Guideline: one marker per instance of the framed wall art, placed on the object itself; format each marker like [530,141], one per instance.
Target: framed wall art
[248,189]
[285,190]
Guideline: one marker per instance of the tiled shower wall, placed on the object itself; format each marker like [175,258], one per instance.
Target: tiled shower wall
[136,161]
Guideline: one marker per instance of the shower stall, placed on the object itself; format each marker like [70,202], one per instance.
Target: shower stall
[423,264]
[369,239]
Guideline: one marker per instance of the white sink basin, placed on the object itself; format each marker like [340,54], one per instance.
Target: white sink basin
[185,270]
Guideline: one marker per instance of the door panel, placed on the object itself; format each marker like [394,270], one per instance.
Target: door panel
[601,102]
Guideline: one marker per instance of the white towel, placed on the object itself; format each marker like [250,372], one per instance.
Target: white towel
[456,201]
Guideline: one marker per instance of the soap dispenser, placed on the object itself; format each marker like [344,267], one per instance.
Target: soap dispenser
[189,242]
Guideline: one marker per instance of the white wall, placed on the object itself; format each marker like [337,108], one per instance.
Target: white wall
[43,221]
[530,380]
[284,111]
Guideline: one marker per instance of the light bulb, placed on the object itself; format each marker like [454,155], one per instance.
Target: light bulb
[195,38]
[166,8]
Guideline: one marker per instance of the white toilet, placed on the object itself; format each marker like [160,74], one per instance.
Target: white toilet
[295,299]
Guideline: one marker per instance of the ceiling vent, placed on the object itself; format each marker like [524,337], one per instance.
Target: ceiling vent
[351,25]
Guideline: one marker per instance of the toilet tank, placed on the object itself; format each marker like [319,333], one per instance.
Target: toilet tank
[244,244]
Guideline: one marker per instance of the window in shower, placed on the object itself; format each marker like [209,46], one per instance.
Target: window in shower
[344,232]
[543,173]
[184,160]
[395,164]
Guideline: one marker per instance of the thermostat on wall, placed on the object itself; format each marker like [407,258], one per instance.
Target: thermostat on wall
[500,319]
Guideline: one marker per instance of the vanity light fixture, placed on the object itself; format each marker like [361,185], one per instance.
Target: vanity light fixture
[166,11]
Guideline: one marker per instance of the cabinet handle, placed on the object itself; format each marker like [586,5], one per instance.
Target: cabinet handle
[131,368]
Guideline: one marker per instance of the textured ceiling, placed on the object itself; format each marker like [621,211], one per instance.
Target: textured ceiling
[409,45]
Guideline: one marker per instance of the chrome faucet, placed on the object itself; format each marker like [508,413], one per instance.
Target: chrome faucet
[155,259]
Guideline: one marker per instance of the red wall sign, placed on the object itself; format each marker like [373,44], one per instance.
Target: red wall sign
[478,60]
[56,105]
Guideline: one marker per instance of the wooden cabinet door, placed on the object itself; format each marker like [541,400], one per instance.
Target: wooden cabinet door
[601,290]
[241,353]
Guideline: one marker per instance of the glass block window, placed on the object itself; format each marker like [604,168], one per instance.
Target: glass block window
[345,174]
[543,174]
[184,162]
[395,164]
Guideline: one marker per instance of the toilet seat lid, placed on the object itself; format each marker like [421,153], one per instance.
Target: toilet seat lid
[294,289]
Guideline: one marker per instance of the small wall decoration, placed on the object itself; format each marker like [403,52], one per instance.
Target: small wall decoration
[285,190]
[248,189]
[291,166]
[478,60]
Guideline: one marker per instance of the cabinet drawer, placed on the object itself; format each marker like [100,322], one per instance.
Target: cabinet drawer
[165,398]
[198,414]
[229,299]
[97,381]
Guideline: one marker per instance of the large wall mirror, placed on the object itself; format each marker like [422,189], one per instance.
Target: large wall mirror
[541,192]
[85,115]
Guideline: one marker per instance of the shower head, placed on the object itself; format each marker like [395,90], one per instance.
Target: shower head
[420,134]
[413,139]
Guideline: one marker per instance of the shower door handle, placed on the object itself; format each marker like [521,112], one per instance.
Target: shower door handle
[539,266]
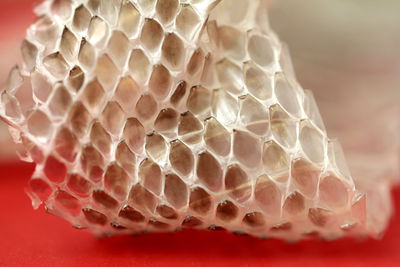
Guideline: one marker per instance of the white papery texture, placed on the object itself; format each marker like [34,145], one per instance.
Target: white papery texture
[161,115]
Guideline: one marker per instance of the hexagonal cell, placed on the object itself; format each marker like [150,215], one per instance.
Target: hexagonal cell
[129,18]
[268,195]
[173,51]
[257,82]
[237,183]
[181,158]
[175,191]
[150,176]
[55,170]
[167,10]
[283,127]
[306,176]
[247,149]
[209,171]
[227,211]
[333,192]
[127,93]
[134,134]
[116,181]
[152,34]
[200,201]
[217,138]
[160,81]
[104,199]
[67,203]
[142,198]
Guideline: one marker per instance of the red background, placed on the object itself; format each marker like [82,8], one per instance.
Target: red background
[33,238]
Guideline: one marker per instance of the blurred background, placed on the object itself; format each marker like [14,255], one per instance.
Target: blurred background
[346,51]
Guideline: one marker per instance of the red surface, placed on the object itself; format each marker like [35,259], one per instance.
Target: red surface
[34,238]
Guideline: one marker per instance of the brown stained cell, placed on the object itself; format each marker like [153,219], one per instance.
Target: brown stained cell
[261,50]
[113,118]
[104,199]
[187,22]
[93,96]
[196,63]
[306,176]
[127,94]
[66,145]
[167,10]
[95,217]
[150,176]
[146,107]
[247,149]
[258,83]
[129,18]
[209,171]
[139,66]
[29,54]
[107,73]
[160,81]
[227,211]
[79,119]
[288,94]
[60,101]
[189,124]
[69,45]
[79,185]
[230,76]
[97,31]
[312,142]
[237,183]
[254,219]
[41,87]
[76,78]
[119,47]
[199,100]
[274,158]
[92,163]
[181,158]
[217,138]
[167,120]
[284,128]
[100,138]
[233,42]
[67,202]
[191,222]
[116,181]
[125,158]
[318,216]
[175,191]
[81,19]
[40,188]
[134,134]
[200,201]
[254,115]
[131,214]
[56,65]
[294,204]
[167,212]
[333,192]
[87,55]
[152,34]
[156,147]
[141,198]
[55,170]
[178,94]
[173,51]
[268,196]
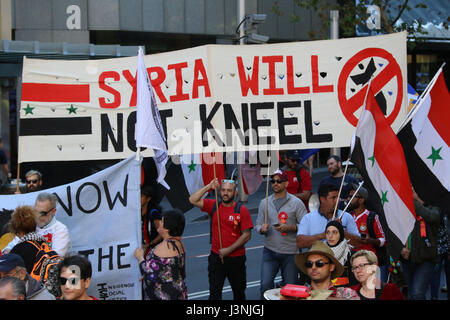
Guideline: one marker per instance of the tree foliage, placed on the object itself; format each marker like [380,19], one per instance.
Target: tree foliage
[352,14]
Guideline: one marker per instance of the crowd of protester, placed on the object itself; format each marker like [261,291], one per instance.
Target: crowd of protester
[336,254]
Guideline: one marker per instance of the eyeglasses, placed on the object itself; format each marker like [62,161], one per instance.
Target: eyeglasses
[360,266]
[318,264]
[44,213]
[72,281]
[11,273]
.....
§ **What the task asks**
For the records above, give every line again exactly and skip the pictures.

§ **Your solution**
Guideline: one marker per instance of the framed wall art, placed on the object itself; format each marker like [530,141], one per instance.
Target: framed wall art
[248,189]
[285,190]
Guideline: one marker per instance of the tiled shower wall, placed on the object itself; format each marker like [175,258], one per instance.
Target: tiled shower wall
[136,161]
Guideline: one marker per instance of the shower stall, placed on the object itself; format each marker like [70,202], one per instance.
Target: shower stall
[423,264]
[369,239]
Guideline: one marker per instance of the white sink basin, placed on the object itself; format each marker like [340,54], one per instance.
Target: white sink basin
[185,270]
Guideline: one marker per instance of the door panel, placed on the object itself; format each marker like [394,270], one per instance.
Target: door panel
[601,102]
Guideline: one marker per instance of the white towel, placed on the object itself; format each marker like [250,372], one per instance.
Target: white towel
[456,201]
Guideline: one marker per instance of the soap dispenser, placed on the object itself; format each marker like [344,267], one per instance.
Target: soap dispenser
[189,242]
Guideline: one marker per instance of the white wall, placed on the object itself; format each marker like [337,108], one per instance.
Target: white wall
[43,221]
[530,380]
[284,111]
Guideline: one marker per instance of the light bulb, placed on the object itself; format each marker like [454,155], one per instance.
Target: light bulb
[195,38]
[166,8]
Guideline: one marker per instance of the white toilet, placed on the object itself; format each marker like [160,74], one per instance.
Target: white toilet
[295,299]
Guideline: one marker per instance of the ceiling vent, placed on the object itself; format each marker like [524,337], one per instance.
Target: ceiling vent
[351,25]
Guideline: one marker per instance of the toilet tank, placed on the object itself; format each marker like [319,333], one per instance.
Target: toilet tank
[244,244]
Guideline: one marker per instance of the window in shower, placed on the object itself; format each marker like [209,46], one per instance.
Target: window in shower
[344,232]
[543,173]
[184,160]
[395,164]
Guideline: one marker per instance of the thermostat on wall, placed on the object itself; format each marker like [407,258], one per instance.
Target: thermostat on wall
[500,319]
Guideline: one marker per instance of the vanity light fixture, placed on the object itself; format each marker like [361,185], one per instance.
Target: vanity light fixture
[166,11]
Guideline: one marker per instance of the cabinet handle, placed on the object itself; format each marker like [586,5], one per instance.
Target: cabinet handle
[131,368]
Guideline: one marker per instance of the textured ceiling, placed on the object itself; format each marker like [621,211], one per instance.
Target: textured ceiling
[409,45]
Guideline: one marker per instance of the chrome faucet, placed on the object itself; format each marker like [508,413], one per instance.
Target: chrome faucet
[155,259]
Guideline: one marker per instance of the red wall sign, placed on the object itself; format each marker like [373,44], one per instance.
Target: red wall sign
[478,60]
[56,105]
Guideline: one marker per instance of the wooden cabinet door, placed on the object itself; format each marker like [541,400], one per instance.
Target: wooden cabinet door
[601,290]
[241,353]
Guideline: one marker per instance of the glass block window, placed on the object itself; format each marker like [604,168], one per instance.
Target: glass block window
[345,174]
[543,174]
[184,162]
[395,164]
Guideline: one marker per instance of the toilet seat lid, placed on the object itself; format each marker like [421,153], one per instance.
Target: toilet seat lid
[294,289]
Guideline: one marker per instance of the small wall decoration, placed on the object itself; format each marker like [403,52], one per instance.
Target: small wall decoration
[285,190]
[248,189]
[291,166]
[478,60]
Guideline: one marker per instance of the cabinet drawer, placed on the object itself; format each marker like [100,322], one per instance.
Target: cabinet drawer
[165,398]
[198,414]
[229,299]
[97,381]
Guideline: one marker per instance of the large wall mirror, placed on the object itself; format each marker like [422,189], one per instance.
Target: large wall mirror
[541,192]
[85,115]
Guideline: one marker per instance of the shower head, placed on the object itself; format each marker like [395,90], one per instance.
Target: shower head
[420,134]
[413,139]
Guideline: one marker per instance of the shower door handle, placed on the object itself; format each marker like [521,112], one per instance.
Target: shower door handle
[539,266]
Guideline: one marker per instance of the white papery texture, placed on the object itself; format each marker like [34,145], one per instance.
Target: white papery texture
[161,115]
Guideline: one marker per instance of the hexagonal cell, placed on the object itself; format each marker like [150,215], one per instance.
Target: hexagonal cell
[129,18]
[268,195]
[173,51]
[257,82]
[237,183]
[181,158]
[175,191]
[150,176]
[55,170]
[167,10]
[283,127]
[306,176]
[247,149]
[209,171]
[227,211]
[333,192]
[127,93]
[134,134]
[116,181]
[152,34]
[200,201]
[217,138]
[160,81]
[104,199]
[67,203]
[142,198]
Guideline: one marker per instance of the red background, placed on the object itself; format each marker like [82,8], one per instance.
Target: red background
[33,238]
Guideline: one marker per instance of the blurred background, placed on the object itself; format each marker like [14,255], one per instance.
Target: blurred background
[346,51]
Guideline: one marker per instance of the red surface, placed on the object itself; format each marker like [35,259], one per instance.
Target: red surface
[34,238]
Guideline: one marker per instance of the brown stained cell, placed on the object itself; format each marker like [153,219], one per instance.
Target: brown stained cell
[261,50]
[113,118]
[104,199]
[187,22]
[93,96]
[196,63]
[306,176]
[127,94]
[66,145]
[167,10]
[95,217]
[150,176]
[146,107]
[247,149]
[258,83]
[129,18]
[209,171]
[139,66]
[29,54]
[107,73]
[160,81]
[227,211]
[79,119]
[288,94]
[60,101]
[189,124]
[69,45]
[79,185]
[230,76]
[97,31]
[312,142]
[237,183]
[254,219]
[41,87]
[76,78]
[119,47]
[199,100]
[274,158]
[92,163]
[181,158]
[217,138]
[167,120]
[284,128]
[100,138]
[233,42]
[67,202]
[191,222]
[116,181]
[125,158]
[318,216]
[175,191]
[81,19]
[40,188]
[134,134]
[200,201]
[254,115]
[131,214]
[56,65]
[294,204]
[167,212]
[333,192]
[87,55]
[152,34]
[156,147]
[141,198]
[55,170]
[178,94]
[173,51]
[268,196]
Guideline: one marker per instance of the tree foliage, placed on the object itself; format each marker like [380,19], one per instance.
Target: tree foliage
[352,14]
Guideline: one marker per instance of the crowd of protester, placed on the object itself; format each marker like [261,291], one per instance.
Target: crowd of protester
[336,254]
Guideline: one marker per instance of the eyeglasses, placed on the object itself; format each marker like [62,161], one per instance.
Target: eyeglasses
[360,266]
[318,264]
[44,213]
[72,281]
[11,273]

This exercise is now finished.